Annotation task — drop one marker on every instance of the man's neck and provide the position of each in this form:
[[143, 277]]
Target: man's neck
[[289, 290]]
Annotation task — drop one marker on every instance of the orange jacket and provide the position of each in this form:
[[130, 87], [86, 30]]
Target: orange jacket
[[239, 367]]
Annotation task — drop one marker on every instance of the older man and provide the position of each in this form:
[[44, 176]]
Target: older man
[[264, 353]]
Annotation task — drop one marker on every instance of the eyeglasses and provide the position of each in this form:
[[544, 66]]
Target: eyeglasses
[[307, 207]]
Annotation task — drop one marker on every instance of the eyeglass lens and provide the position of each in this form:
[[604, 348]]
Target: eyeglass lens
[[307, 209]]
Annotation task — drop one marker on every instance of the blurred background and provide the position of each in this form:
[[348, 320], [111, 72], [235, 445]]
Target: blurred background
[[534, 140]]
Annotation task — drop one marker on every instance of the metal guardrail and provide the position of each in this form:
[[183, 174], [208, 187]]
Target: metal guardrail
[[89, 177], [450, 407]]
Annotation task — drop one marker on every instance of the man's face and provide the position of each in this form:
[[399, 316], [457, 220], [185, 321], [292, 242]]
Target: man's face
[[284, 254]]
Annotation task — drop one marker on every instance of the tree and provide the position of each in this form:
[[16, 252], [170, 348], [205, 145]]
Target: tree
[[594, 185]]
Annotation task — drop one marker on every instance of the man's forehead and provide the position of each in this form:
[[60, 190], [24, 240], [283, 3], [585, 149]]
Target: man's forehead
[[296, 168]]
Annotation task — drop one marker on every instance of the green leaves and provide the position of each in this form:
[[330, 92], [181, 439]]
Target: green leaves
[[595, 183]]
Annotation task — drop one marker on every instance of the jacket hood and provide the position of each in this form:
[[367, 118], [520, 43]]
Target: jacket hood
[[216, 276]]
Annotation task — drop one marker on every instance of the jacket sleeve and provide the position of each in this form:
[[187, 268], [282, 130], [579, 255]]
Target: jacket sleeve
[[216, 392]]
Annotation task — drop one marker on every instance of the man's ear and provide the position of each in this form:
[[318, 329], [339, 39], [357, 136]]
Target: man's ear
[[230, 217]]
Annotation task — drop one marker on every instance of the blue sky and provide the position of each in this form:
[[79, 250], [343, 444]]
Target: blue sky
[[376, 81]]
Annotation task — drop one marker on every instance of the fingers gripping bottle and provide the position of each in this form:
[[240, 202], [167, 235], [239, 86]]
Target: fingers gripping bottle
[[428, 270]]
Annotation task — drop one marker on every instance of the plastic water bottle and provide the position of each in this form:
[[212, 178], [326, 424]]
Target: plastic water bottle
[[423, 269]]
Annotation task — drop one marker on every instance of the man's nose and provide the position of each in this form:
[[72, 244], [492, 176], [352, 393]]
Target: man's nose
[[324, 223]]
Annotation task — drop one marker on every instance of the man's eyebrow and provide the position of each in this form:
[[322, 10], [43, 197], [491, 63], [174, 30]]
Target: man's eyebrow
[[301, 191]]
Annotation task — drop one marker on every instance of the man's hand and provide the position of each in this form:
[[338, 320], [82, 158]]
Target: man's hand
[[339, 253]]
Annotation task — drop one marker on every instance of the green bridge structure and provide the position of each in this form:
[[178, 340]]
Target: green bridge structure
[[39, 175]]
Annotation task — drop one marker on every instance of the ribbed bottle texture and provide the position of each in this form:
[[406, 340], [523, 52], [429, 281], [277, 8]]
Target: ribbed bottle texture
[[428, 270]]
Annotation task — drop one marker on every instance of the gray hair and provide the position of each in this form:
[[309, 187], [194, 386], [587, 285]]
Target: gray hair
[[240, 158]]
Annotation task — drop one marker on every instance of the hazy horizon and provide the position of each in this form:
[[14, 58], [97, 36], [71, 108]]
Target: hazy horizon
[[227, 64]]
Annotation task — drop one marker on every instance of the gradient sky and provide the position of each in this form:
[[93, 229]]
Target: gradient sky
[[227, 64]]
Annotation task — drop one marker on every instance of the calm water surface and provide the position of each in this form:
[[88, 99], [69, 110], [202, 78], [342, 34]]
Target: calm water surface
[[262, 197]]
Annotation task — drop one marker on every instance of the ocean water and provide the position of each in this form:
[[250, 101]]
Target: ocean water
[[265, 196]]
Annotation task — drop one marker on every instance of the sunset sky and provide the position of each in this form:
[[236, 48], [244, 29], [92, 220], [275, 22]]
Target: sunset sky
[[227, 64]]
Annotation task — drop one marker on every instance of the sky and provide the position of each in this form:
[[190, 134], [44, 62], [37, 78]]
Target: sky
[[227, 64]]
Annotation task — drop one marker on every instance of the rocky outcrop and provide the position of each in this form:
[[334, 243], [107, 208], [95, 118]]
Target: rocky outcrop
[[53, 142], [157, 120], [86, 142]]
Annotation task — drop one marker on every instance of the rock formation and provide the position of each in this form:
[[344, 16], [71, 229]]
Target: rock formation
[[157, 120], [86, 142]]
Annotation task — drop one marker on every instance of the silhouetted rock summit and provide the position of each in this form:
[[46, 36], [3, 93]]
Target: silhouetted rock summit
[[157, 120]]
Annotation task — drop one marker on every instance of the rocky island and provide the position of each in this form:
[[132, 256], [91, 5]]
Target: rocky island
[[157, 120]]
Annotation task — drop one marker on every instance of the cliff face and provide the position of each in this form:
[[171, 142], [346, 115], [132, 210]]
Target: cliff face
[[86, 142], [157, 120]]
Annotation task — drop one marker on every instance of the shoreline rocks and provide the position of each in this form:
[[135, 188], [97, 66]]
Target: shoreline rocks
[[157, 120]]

What you need to do — Return all of the items above word for word, with no changes to any character.

Result for this task —
Annotation task — drop one marker on every instance of the man's neck and provide the position of each in this form:
[[143, 277]]
Target: man's neck
[[289, 290]]
Annotation task — drop one marker on every instance of the orange jacket and provide the position of each in this form:
[[130, 87], [86, 30]]
Target: orange jacket
[[239, 367]]
Annotation task — drop one marker on every instance of the older man and provide the position of each in this form:
[[44, 176]]
Target: older man
[[264, 353]]
Annotation task — drop one marker on every instance of the eyeglasses and provide the position of each in this form:
[[544, 66]]
Target: eyeglasses
[[307, 207]]
Annotation task — drop one marker on every instance of the eyeglass lens and provide the position of each in this form:
[[604, 348]]
Target: eyeglass lens
[[307, 209]]
Annotation task — drop one marker on every instance of the blurred background and provide the position of each in this form:
[[348, 320], [111, 72], [235, 445]]
Target: blurred background
[[534, 140]]
Annotation task — drop one marker on every instance of the metal guardrail and provide the position of each in this form:
[[183, 174], [208, 187]]
Target: metal guardrail
[[89, 177], [450, 407]]
Annotation task — drop one marker on every instance of the man's face and provide the position of each in this form:
[[399, 316], [457, 220], [185, 321], [292, 242]]
Target: man's face
[[284, 254]]
Annotation task — drop one marker on every instance of the tree and provide the position of each in this form:
[[16, 252], [170, 348], [205, 145]]
Target: tree
[[594, 185]]
Annotation task — drop one marker on every instance of the man's forehead and provide the position of each in this form:
[[60, 190], [24, 240], [283, 3], [585, 149]]
Target: man's forehead
[[296, 168]]
Annotation task — drop one marker on every instance of the green leaves and provide the position of each in this form:
[[330, 92], [181, 439]]
Target: green leaves
[[595, 183]]
Annotation task — drop one marker on every instance of the jacket hood and provide the position of each in this form:
[[367, 118], [520, 43]]
Target: jacket hood
[[216, 276]]
Annotation task — drop one marker on every instance of the jacket sleeve and provide the position of each in this form:
[[187, 268], [282, 130], [579, 255]]
Target: jacket sleeve
[[216, 392]]
Annotation task — drop one marker on every instance of the man's ear and provide the position of each in this form:
[[318, 329], [339, 39], [357, 136]]
Target: man's ear
[[230, 217]]
Annotation task — drop one marker on every instance of the blue sky and provide the position of each in this form:
[[79, 250], [343, 444]]
Target: blue sky
[[376, 81]]
Annotation task — drop one marker on every instance of the fingers gripping bottle and provide the position of each in this form:
[[240, 202], [167, 235], [239, 86]]
Target: fingers gripping bottle
[[428, 270]]
Annotation task — drop one marker on every instance of the plastic water bottle and provide the position of each in this form:
[[212, 178], [326, 424]]
Target: plastic water bottle
[[423, 269]]
Annotation task — drop one marker on every instance of the man's nose and provide the position of each in this form:
[[72, 244], [492, 176], [352, 393]]
Target: man's nose
[[324, 223]]
Annotation task — drop one marker on every instance of the man's eyebrow and provide the position of each in this form:
[[322, 10], [43, 197], [491, 63], [174, 30]]
Target: man's eyebrow
[[301, 191]]
Annotation task — drop one marker on every instance of the man's hand and provide the position of each in this form:
[[338, 320], [82, 158]]
Target: man's hand
[[339, 253]]
Annotation task — drop one marker on every instance of the green bridge structure and provide the position of each in this form:
[[178, 340]]
Target: green bridge structure
[[39, 175]]
Annotation task — drop one marker on every instance of the ribbed bottle texture and provide the position of each in this form:
[[406, 340], [523, 52], [429, 281], [277, 8]]
Target: ribbed bottle texture
[[428, 270]]
Annotation task — drop one marker on every instance of the gray hair and provide the position of each in this form:
[[309, 187], [194, 386], [587, 285]]
Target: gray hair
[[240, 158]]
Annotation task — drop one marker on every instance of the hazy horizon and provide the position of each in this form:
[[14, 58], [97, 36], [71, 108]]
Target: hazy horizon
[[227, 64]]
Annotation task — drop one marker on every instance of the gradient sky and provide the position of each in this form:
[[93, 229]]
Target: gradient sky
[[227, 64]]
Annotation task — drop one marker on every instance of the calm water surface and provide the position of each in this form:
[[88, 99], [69, 110], [202, 78], [342, 34]]
Target: calm water surface
[[262, 197]]
Annotation task — drop one marker on every instance of the ocean water and provide the position of each in this form:
[[250, 101]]
Target: ocean water
[[265, 196]]
Annotation task — drop one marker on every instance of the sunset sky and provide the position of each in this form:
[[236, 48], [244, 29], [92, 220], [275, 22]]
Target: sunset sky
[[227, 64]]
Annotation task — drop one marker on every instance of the sky and provide the position of each in this form:
[[190, 134], [44, 62], [37, 78]]
Target: sky
[[227, 64]]
Annotation task — drop one marker on every instance of the rocky outcrop and provide the position of each in this form:
[[334, 243], [107, 208], [95, 118]]
Target: rocky outcrop
[[53, 142], [157, 120], [86, 142]]
Annotation task — drop one marker on every instance of the rock formation and provide the position of each in this form:
[[344, 16], [71, 229]]
Target: rock formation
[[157, 120], [86, 142]]
Annotation task — drop one marker on every instance of the silhouetted rock summit and provide the position of each in this form:
[[46, 36], [3, 93]]
Target: silhouetted rock summit
[[157, 120]]
Annotation task — drop one marker on every instance of the rocky island and provide the position of each in this form:
[[132, 256], [91, 5]]
Target: rocky island
[[157, 120]]
Annotation task — drop one marker on every instance of the cliff face and provide the position of each in this form:
[[171, 142], [346, 115], [132, 210]]
Target: cliff face
[[86, 142], [157, 120]]
Annotation task — drop one marker on every instance of the shoreline rocks and provide the position of each in this form:
[[135, 188], [97, 66]]
Target: shoreline rocks
[[157, 120]]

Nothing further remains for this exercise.